▶ **Work required**
Output all the material that follows, exactly as given.
---------- Data rows
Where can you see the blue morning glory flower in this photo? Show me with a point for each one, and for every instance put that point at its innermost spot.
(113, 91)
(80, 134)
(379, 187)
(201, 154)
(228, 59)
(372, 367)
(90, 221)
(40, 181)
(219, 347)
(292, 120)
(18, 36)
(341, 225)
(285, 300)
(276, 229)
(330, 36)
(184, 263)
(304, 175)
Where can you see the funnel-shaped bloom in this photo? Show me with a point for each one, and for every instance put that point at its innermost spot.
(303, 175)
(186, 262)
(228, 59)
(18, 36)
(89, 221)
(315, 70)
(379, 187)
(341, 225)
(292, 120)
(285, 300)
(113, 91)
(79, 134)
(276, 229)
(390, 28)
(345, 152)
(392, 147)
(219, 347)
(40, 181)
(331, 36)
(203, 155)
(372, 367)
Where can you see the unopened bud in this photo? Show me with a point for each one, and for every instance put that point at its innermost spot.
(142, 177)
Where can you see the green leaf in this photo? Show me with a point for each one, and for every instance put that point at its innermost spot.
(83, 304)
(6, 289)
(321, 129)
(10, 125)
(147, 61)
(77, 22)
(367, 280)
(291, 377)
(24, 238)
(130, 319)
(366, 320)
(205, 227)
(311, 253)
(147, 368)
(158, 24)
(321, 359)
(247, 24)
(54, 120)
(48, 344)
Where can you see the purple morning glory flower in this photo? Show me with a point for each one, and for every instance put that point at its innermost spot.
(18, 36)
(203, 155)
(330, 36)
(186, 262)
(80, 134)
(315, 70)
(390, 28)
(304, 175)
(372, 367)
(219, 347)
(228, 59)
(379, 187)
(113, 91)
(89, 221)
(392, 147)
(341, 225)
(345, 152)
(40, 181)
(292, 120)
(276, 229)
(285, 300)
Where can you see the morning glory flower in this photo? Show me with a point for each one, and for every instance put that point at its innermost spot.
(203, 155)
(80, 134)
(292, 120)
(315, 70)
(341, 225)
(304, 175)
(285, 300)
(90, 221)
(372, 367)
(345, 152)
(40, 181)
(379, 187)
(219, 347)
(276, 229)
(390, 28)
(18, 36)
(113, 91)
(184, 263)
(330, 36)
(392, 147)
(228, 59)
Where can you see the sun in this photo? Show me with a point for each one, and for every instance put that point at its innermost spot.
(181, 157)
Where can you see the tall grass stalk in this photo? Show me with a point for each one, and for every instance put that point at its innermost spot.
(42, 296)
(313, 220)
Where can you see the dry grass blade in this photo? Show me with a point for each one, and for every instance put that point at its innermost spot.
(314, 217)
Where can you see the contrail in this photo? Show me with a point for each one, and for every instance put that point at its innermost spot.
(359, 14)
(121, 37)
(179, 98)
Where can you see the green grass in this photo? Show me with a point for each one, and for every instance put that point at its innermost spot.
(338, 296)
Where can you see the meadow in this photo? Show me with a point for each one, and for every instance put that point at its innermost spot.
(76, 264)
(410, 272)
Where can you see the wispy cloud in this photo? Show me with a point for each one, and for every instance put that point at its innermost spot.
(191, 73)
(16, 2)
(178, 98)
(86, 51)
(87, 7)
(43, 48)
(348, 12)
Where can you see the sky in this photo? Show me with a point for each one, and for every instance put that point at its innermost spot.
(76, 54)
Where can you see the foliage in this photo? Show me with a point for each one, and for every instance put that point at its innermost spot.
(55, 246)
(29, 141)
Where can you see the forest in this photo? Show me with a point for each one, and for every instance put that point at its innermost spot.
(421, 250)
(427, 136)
--------------------
▶ **Solution to this task**
Where can you see the blue morning glory flower in this photo? Show me with a point for each one, and for every instance put that point at its innermost spot.
(113, 91)
(80, 134)
(379, 187)
(201, 154)
(228, 59)
(372, 367)
(90, 221)
(40, 181)
(219, 347)
(292, 120)
(18, 36)
(341, 225)
(285, 300)
(276, 229)
(330, 36)
(184, 263)
(304, 175)
Where can you see the funnel-shaped bloom in this photo? Show me with a point for each one, and for every instance put that point at its innermost spot.
(303, 175)
(186, 262)
(228, 59)
(18, 36)
(89, 221)
(315, 70)
(379, 187)
(341, 225)
(292, 120)
(285, 300)
(113, 91)
(79, 134)
(276, 229)
(390, 28)
(345, 152)
(392, 147)
(219, 347)
(40, 181)
(331, 36)
(203, 155)
(372, 367)
Where can you see the unopened bud in this photo? Show me with a point for each one, and for every instance put that point at its innermost spot.
(142, 177)
Where can you see the green leaf in this photo? Show me with a point for each one, and for every instance put that point at its innermost spot.
(83, 304)
(6, 289)
(321, 129)
(10, 125)
(147, 61)
(77, 22)
(367, 280)
(291, 377)
(24, 238)
(130, 319)
(366, 320)
(205, 227)
(311, 253)
(147, 368)
(158, 24)
(321, 359)
(247, 24)
(54, 120)
(48, 344)
Where can you see the purple morning glory flower in this photo? Show me with a point for each one, and for every instance put that point at its innermost spot.
(18, 36)
(203, 155)
(330, 36)
(186, 262)
(80, 134)
(315, 70)
(390, 28)
(304, 175)
(372, 367)
(219, 347)
(228, 59)
(379, 187)
(113, 91)
(89, 221)
(392, 147)
(341, 225)
(345, 152)
(40, 181)
(292, 120)
(276, 229)
(285, 300)
Where can you see the morning glory flower in this photo? Show me with a point for each one, and for every instance put that point at its innermost spot.
(203, 155)
(80, 134)
(292, 120)
(315, 70)
(341, 225)
(304, 175)
(285, 300)
(90, 221)
(372, 367)
(345, 152)
(40, 181)
(379, 187)
(219, 347)
(276, 229)
(390, 28)
(18, 36)
(113, 91)
(184, 263)
(330, 36)
(392, 147)
(228, 59)
Where can you see the sun in this photo? Show me with a point for each one, and for every instance put that point at its innermost spot.
(181, 157)
Where can you see the tall grass stalk in this photo? Show me with a point for each one, and for every instance put that point at its innermost spot.
(42, 296)
(313, 220)
Where can you see the dry grass blade in this photo? Show me with a point for each one, and for every instance put that point at its innermost spot.
(314, 217)
Where can you see the contrail in this photo? Show me with a point for each one, and for every instance put that point at its innermost spot.
(359, 14)
(121, 37)
(179, 98)
Where can you see the green grass in this photo? Show me with a point for each one, and for every instance put that point at its innermost spot.
(338, 296)
Where can you see the meadow in this photo? Show me with a point for each one, and for every instance put that point at its innermost spot.
(76, 264)
(410, 272)
Where can you see the wispy cloud in this photo? Show me with a point for each one, and for every instance put that point at its innermost spot.
(191, 73)
(16, 2)
(178, 98)
(86, 51)
(87, 7)
(43, 48)
(348, 12)
Where can you see the sky in this photo? Show me with a point for each one, and for every instance put that point at its innermost spot.
(76, 54)
Where can you see the foliage in this photo? Show me with a point for each one, and for every instance put that point at its innermost spot.
(55, 246)
(29, 141)
Where can you see the forest in this photo? Show me with a point for each one, and for every instance put that point at its innermost spot.
(421, 250)
(427, 136)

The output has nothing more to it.